● Entries from a pointing dataset:
- - - -

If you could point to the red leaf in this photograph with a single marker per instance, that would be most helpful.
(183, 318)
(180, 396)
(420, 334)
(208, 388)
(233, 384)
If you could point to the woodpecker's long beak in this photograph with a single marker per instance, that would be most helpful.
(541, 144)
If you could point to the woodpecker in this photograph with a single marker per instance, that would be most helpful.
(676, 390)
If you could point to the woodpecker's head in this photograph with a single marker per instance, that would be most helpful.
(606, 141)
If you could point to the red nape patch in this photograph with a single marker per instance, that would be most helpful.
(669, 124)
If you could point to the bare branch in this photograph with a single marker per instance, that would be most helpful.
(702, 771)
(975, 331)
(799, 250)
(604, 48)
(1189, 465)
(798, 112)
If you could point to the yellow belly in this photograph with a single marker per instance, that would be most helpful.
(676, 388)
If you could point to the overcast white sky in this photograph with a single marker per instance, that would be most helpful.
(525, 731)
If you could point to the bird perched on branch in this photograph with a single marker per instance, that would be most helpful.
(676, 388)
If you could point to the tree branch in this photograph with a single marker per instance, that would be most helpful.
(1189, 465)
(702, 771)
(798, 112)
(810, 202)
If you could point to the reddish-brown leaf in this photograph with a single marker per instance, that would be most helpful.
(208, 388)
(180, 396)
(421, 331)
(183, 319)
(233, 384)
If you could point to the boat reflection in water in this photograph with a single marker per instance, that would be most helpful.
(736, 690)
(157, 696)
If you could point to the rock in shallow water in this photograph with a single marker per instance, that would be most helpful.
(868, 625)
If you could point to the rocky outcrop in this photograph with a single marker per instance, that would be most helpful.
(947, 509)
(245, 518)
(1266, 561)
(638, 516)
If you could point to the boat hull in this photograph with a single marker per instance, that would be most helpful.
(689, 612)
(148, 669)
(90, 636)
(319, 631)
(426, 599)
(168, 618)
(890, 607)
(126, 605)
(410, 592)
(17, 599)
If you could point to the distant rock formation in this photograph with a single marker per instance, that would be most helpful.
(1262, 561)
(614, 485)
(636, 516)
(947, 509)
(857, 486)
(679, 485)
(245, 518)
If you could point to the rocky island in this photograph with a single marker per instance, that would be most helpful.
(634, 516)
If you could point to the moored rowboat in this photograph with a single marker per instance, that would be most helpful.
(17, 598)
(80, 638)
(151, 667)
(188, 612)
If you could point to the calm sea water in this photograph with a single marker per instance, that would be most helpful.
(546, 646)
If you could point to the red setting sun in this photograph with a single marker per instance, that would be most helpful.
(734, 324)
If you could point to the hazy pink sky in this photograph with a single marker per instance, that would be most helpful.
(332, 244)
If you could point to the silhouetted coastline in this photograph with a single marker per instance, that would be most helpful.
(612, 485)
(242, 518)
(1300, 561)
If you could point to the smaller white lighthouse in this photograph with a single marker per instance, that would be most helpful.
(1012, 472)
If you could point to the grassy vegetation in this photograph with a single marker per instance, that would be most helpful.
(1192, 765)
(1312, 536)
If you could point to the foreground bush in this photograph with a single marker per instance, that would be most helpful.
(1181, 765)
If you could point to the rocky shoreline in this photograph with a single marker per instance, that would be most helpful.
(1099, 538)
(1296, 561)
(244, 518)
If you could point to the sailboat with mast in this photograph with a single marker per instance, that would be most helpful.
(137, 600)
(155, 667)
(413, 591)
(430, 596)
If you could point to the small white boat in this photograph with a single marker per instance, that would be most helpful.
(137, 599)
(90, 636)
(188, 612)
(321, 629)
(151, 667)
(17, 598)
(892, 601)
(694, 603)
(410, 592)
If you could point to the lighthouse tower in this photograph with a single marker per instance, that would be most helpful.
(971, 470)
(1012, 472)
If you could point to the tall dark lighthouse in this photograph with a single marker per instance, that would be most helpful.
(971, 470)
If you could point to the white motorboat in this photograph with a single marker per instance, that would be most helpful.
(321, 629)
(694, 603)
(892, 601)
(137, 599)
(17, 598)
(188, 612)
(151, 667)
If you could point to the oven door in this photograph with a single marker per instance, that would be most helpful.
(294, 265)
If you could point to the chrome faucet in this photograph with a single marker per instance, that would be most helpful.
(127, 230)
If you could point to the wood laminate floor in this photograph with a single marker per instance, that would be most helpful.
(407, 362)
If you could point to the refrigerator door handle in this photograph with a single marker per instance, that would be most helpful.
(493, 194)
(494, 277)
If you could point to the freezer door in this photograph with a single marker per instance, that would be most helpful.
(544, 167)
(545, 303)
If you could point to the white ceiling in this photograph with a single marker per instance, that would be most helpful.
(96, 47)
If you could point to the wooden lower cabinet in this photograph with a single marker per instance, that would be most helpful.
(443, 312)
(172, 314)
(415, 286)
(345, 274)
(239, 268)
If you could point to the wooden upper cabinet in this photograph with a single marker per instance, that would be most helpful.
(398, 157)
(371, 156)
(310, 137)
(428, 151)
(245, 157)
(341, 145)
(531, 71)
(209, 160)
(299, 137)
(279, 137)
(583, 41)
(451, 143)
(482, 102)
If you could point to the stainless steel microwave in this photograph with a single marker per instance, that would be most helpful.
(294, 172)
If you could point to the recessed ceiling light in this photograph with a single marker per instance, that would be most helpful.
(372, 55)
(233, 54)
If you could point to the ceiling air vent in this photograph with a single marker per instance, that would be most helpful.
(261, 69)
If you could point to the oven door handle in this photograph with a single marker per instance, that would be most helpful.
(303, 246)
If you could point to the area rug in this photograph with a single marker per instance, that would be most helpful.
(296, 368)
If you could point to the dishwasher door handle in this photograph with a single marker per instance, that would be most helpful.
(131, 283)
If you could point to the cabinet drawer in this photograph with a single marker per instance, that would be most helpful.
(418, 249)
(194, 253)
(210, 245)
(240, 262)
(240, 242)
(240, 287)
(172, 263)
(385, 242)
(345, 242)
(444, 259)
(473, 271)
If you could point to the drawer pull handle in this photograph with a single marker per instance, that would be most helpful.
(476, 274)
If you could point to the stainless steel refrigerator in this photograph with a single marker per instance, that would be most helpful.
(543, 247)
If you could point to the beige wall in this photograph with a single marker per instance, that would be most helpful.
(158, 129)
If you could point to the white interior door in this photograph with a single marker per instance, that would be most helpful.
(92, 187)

- - - -

● Your instructions: Restate each record exactly as written.

● Problem solution:
If you could point to the red leaf in this photograph with a single marker per instance, that would be most helpful.
(183, 318)
(180, 396)
(420, 334)
(208, 388)
(233, 384)
If you could point to the woodpecker's long beak in this photograph with a single marker per instance, that would be most helpful.
(541, 144)
If you could point to the woodpecker in this photograph with a single marker per instance, that would be most helpful.
(676, 390)
If you could point to the woodpecker's head in this photograph with a single marker per instance, that would be most helpful.
(606, 141)
If you could point to the red nape patch in this photograph with a single marker per instance, that would be most helpful.
(669, 124)
If you could point to the bare branch in this photograph with a single marker per instance, that would be most helpful.
(702, 771)
(975, 331)
(799, 250)
(604, 48)
(1189, 465)
(798, 112)
If you could point to the yellow belly in this photograph with a single marker per instance, that would be most helpful.
(676, 388)
If you could point to the overcast white sky in this photograph with a single marker per instance, that would be most helpful.
(525, 731)
If you could point to the bird perched on branch in this photograph with a single marker per instance, that would be most helpful.
(676, 388)
If you could point to the tree branch in this photograph with a single marker per instance, that would be most helpful.
(1189, 465)
(702, 771)
(798, 112)
(810, 202)
If you could point to the reddish-brown leaf in this photograph with a single marker per instance, that would be most helpful.
(208, 388)
(180, 396)
(421, 331)
(183, 319)
(233, 384)
If you could point to the boat reflection in water in this photograph with a single marker per instance, that would be most helpful.
(736, 690)
(157, 696)
If you could point to the rock in shallow water in this photograph with a single marker per instance, that would be most helpful.
(868, 625)
If you could point to the rocky outcrop in this photograph with a single marker per instance, that would be most helpful.
(947, 509)
(245, 518)
(1266, 561)
(638, 516)
If you could point to the boat hull in this photograph with a single marker per instance, that would be most helpful.
(689, 612)
(148, 669)
(90, 636)
(319, 631)
(426, 599)
(168, 618)
(890, 607)
(126, 605)
(410, 592)
(17, 599)
If you could point to the distant rock formation in this photograph with a single marker per instance, that would be most helpful.
(1262, 561)
(614, 485)
(636, 516)
(947, 509)
(857, 486)
(679, 485)
(245, 518)
If you could point to the rocky island in this photograph with a single marker per instance, that would be most helpful.
(634, 516)
If you could point to the moored rowboat in this photograph with a single marker per instance, that would be most helpful.
(17, 598)
(80, 638)
(151, 667)
(188, 612)
If you could point to the calm sea water in this photograph with a single marker per instance, that would be most helpful.
(546, 646)
If you could point to the red setting sun in this photograph with a single marker per instance, that would be most helpful.
(734, 324)
If you could point to the hazy pink sky in this photograph with a single marker per instance, that would be most helpful.
(332, 244)
If you could point to the silhouetted coastline in this photograph with a single marker per instance, that would be most helpful.
(612, 485)
(242, 518)
(1300, 561)
If you could point to the smaller white lighthouse in this photograph with a single marker per instance, that would be most helpful.
(1012, 472)
If you could point to the grassy vegetation in this photograph with a single marker per instance, that would be most helpful.
(1192, 765)
(1312, 536)
If you could point to the foreground bush in this photograph with a single marker per instance, that would be most helpful.
(1181, 765)
If you could point to the rocky shoreline in this photograph with a single marker per instance, that would be most helpful.
(1099, 538)
(1296, 561)
(244, 518)
If you could point to the sailboat with mast in this photograph with a single marker per instance, that would be most helpful.
(137, 600)
(155, 667)
(413, 591)
(430, 596)
If you could point to the small white boat in this photograph with a single marker per instance, that would be most helpful.
(137, 599)
(90, 636)
(188, 612)
(321, 629)
(151, 667)
(17, 598)
(892, 601)
(694, 603)
(410, 592)
If you could point to the lighthouse tower in this photograph with a single marker per instance, that would be most helpful.
(971, 470)
(1012, 472)
If you could point to the tall dark lighthouse in this photograph with a single marker per instance, that would be most helpful.
(971, 470)
If you could point to the white motorboat in this photograph with a single marker per instance, that would be most helpful.
(321, 629)
(694, 603)
(892, 601)
(137, 599)
(17, 598)
(188, 612)
(151, 667)
If you could point to the oven door in this photograph with a single marker per instance, that would be most helpful.
(294, 265)
If you could point to the chrome faucet in this photograph with a single marker per instance, that would be most helpful.
(127, 230)
If you could point to the wood laminate floor in this photograph with a single marker per instance, that would be most helpful.
(407, 362)
If you could point to the refrigerator door handle in this photograph with a single marker per instance, that would be most helpful.
(493, 194)
(494, 277)
If you could point to the freezer door in this photograph with a single marker per instance, that would be most helpful.
(544, 167)
(545, 303)
If you could point to the white ceiling in this photograph with a single marker per instance, that would be most helpful.
(96, 47)
If you could point to the wooden lower cabinet in this photograph with a single marker per instance, that would be most helpful.
(443, 312)
(172, 314)
(415, 286)
(345, 274)
(239, 268)
If you could point to the wooden upper cabinet in this photograph with a single marker per instance, that would be most helpful.
(398, 157)
(371, 156)
(310, 137)
(428, 151)
(245, 157)
(341, 145)
(531, 71)
(209, 160)
(299, 137)
(279, 137)
(583, 41)
(451, 143)
(482, 102)
If you could point to the stainless steel microwave in this photograph with a single marker per instance, that would be most helpful.
(294, 172)
If you could point to the recessed ceiling light in this photograph with a single marker per instance, that would be most helpful.
(372, 55)
(233, 54)
If you could point to the ceiling air vent in this photograph with a single marker per instance, that would be most helpful.
(261, 69)
If you could point to the oven door handle in this photograph with a single marker per instance, that would be most helpful.
(303, 246)
If you could point to the area rug in this photograph with a single marker per instance, that would be most helpful.
(296, 368)
If you could point to the dishwasher door handle in this photograph with a single marker per instance, that would be most helpful.
(131, 283)
If you could point to the cabinet drawer in this photograph with a single marker per instance, that would be most helpful.
(418, 249)
(194, 253)
(210, 245)
(240, 262)
(240, 242)
(240, 287)
(172, 263)
(385, 242)
(345, 242)
(444, 259)
(473, 271)
If you could point to the drawer pull handle in this photograph with a single marker per instance, that would be most helpful.
(476, 274)
If you could point to the stainless steel refrigerator in this photograph with a single marker per instance, that would be most helpful.
(543, 247)
If you could point to the beige wall in this photograph with a single marker per instance, that would be most helpful.
(158, 129)
If you could point to the white interior door in this photograph with a single marker per instance, that would be most helpful.
(92, 187)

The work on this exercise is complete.